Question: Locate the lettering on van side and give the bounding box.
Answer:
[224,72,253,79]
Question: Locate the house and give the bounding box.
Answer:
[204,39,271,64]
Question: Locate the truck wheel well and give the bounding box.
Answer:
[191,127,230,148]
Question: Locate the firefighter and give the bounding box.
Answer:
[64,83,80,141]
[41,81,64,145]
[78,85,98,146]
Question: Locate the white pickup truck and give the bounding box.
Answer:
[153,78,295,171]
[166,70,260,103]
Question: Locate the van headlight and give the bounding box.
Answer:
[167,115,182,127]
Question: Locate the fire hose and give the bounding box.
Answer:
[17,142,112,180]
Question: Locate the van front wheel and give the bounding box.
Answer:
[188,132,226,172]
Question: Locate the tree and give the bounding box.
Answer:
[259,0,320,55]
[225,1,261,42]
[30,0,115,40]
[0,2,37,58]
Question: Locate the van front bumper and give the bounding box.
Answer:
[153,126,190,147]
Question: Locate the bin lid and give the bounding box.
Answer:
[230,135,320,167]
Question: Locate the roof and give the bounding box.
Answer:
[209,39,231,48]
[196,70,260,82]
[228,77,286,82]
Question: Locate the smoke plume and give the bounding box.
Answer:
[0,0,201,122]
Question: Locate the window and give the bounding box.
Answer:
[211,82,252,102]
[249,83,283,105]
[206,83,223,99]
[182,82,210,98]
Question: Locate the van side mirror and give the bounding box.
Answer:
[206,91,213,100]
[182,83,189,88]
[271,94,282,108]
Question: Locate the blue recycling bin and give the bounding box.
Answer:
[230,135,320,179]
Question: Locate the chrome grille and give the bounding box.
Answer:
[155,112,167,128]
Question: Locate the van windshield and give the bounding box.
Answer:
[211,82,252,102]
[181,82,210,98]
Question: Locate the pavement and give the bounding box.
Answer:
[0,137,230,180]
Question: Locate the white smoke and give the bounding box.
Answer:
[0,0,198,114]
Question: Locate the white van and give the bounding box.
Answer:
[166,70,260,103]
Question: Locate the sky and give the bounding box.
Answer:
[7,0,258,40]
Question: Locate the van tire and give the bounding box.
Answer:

---*---

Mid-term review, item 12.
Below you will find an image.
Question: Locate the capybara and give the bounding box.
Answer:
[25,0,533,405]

---*---

▶ [What you should do]:
Copy out word for word the rows above that begin with the line containing "Question: Locate the lettering" and end with the line containing "[0,0,201,122]", including both of those lines.

▶ [Response to this task]:
Question: Locate the lettering on van side and give the bounding box.
Answer:
[224,72,253,79]
Question: Locate the house and give the bounding box.
Answer:
[204,39,271,64]
Question: Locate the truck wheel well and give the bounding box.
Answer:
[191,127,230,148]
Question: Locate the firefighter and give the bounding box.
Answer:
[64,83,80,141]
[41,81,64,145]
[78,85,98,146]
Question: Locate the white pickup truck and give the bounding box.
Answer:
[153,78,295,171]
[166,70,260,103]
Question: Locate the van headlight and give the bounding box.
Answer:
[167,115,182,127]
Question: Locate the fire hose and give the bounding box.
Answer:
[17,142,112,180]
Question: Locate the van front wheel and give the bounding box.
Answer:
[188,132,226,172]
Question: Locate the tree and give the bounding box.
Answer:
[259,0,320,55]
[225,1,261,42]
[30,0,115,40]
[0,2,37,58]
Question: Locate the van front bumper and give the bounding box.
Answer:
[153,126,190,147]
Question: Locate the bin lid and give the bounding box.
Answer:
[230,135,320,167]
Question: Locate the roof and give the bounding box.
Answer:
[209,39,231,48]
[196,70,260,82]
[228,77,286,82]
Question: Locate the smoke plume and give the bounding box.
Answer:
[0,0,201,122]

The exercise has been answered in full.